Collected data entries
□ □ □
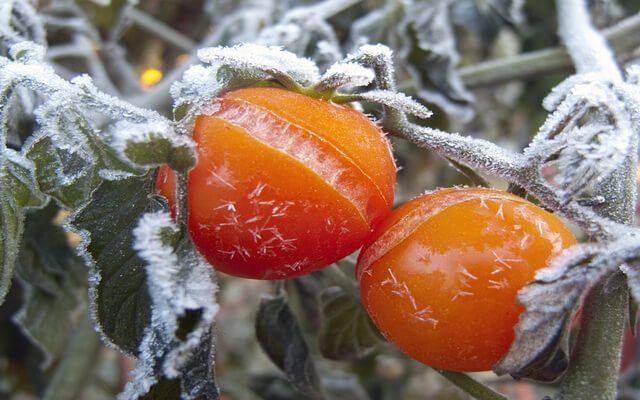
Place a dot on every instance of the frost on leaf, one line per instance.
(54, 282)
(422, 34)
(18, 192)
(396, 101)
(177, 347)
(551, 301)
(345, 75)
(152, 144)
(118, 292)
(305, 31)
(346, 331)
(71, 152)
(263, 62)
(590, 133)
(281, 338)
□ □ □
### EXERCISE GOAL:
Transcribe the data exactly, minus any images.

### RESULT OF THIS TASK:
Place a dot on every instance of the frost on leaf, one line per instance.
(54, 282)
(422, 34)
(18, 192)
(396, 101)
(177, 347)
(551, 301)
(345, 75)
(152, 144)
(118, 292)
(305, 31)
(346, 331)
(71, 152)
(263, 62)
(590, 133)
(281, 338)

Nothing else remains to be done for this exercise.